***** DATA FOR THIS EXERCISE *****

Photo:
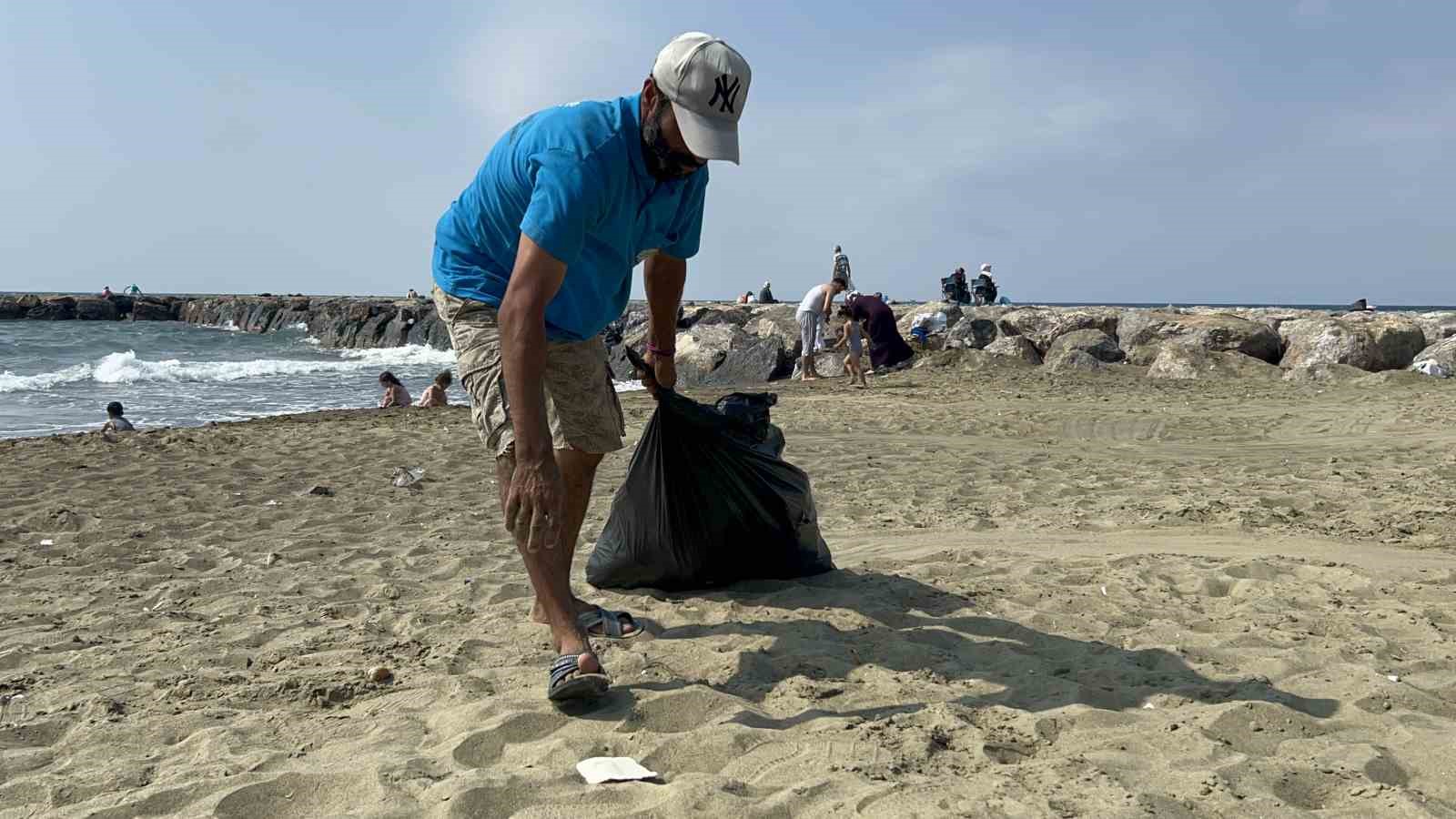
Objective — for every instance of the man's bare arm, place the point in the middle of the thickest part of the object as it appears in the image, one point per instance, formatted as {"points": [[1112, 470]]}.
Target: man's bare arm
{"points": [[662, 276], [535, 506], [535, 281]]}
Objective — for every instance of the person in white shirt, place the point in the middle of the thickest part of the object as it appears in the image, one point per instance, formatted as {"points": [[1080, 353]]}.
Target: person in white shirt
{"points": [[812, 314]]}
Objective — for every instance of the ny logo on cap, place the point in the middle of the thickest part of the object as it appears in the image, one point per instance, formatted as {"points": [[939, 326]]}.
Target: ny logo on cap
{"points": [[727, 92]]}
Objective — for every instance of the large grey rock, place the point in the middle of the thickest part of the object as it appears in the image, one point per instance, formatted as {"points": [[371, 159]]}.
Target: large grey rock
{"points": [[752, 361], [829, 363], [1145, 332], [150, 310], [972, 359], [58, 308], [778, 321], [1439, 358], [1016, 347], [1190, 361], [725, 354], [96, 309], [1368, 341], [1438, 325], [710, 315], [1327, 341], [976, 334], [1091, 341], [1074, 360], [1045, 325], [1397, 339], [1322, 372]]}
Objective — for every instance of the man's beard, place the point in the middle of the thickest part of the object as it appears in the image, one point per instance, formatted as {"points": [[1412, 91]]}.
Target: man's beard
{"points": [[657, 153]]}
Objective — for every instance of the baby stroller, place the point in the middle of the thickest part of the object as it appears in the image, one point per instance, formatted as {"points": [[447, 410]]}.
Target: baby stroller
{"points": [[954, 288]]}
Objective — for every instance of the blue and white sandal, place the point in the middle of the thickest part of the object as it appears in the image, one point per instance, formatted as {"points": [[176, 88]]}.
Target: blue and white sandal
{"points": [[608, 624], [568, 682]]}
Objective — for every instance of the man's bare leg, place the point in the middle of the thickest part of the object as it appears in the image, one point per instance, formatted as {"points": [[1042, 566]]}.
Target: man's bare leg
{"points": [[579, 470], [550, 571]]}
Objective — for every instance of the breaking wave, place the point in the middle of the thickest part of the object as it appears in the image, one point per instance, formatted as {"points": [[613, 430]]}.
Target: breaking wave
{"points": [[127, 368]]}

*****
***** DATA FOR THIS EXERCISE *****

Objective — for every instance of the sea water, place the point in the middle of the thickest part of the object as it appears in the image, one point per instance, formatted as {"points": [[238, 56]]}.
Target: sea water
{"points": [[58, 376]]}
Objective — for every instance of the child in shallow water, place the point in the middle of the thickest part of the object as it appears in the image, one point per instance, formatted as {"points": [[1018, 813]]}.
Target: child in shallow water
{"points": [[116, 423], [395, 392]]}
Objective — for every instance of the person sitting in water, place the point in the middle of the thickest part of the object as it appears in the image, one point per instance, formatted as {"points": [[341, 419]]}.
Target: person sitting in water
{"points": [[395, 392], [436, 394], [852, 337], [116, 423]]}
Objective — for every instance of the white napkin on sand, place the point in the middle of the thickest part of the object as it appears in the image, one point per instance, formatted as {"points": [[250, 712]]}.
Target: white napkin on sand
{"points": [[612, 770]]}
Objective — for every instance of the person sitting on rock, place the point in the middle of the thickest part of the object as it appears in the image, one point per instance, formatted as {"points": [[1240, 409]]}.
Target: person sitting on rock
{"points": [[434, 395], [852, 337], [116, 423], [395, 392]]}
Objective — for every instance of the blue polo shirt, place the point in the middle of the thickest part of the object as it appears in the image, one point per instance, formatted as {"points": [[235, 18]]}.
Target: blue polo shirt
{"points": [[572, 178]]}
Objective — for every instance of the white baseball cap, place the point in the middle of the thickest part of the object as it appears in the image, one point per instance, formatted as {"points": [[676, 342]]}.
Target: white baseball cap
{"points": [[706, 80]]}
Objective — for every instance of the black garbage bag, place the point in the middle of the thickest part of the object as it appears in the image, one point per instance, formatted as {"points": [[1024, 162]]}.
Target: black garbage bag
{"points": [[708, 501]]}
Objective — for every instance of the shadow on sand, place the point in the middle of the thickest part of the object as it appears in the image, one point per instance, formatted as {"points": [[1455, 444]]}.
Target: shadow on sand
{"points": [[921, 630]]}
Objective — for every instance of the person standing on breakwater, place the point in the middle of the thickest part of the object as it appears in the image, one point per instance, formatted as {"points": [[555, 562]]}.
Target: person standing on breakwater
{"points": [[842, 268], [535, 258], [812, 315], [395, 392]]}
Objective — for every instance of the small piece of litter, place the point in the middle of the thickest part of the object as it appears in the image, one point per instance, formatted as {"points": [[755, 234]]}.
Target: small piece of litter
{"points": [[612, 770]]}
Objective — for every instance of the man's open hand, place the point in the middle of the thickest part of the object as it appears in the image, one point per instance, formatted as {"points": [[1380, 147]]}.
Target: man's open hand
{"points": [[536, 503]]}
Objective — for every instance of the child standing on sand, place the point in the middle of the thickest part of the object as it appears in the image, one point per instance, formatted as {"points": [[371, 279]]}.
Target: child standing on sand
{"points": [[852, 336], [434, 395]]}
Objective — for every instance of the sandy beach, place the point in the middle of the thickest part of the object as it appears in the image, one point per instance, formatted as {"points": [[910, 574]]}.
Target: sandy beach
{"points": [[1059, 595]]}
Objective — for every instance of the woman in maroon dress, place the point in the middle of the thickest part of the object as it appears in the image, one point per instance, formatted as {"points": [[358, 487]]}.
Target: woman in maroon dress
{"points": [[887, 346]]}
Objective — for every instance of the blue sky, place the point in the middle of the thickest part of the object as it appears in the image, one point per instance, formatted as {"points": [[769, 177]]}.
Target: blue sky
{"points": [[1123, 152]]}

*****

Locate every row that contains the word "beard" and copy each of those rows in full.

SOLUTION TO THIS TASK =>
Objective — for every instance of the man's beard, place the point in the middle of the thickest part of the object as it appears in the image, one point per instance, formatted as {"points": [[1412, 91]]}.
Target: man's beard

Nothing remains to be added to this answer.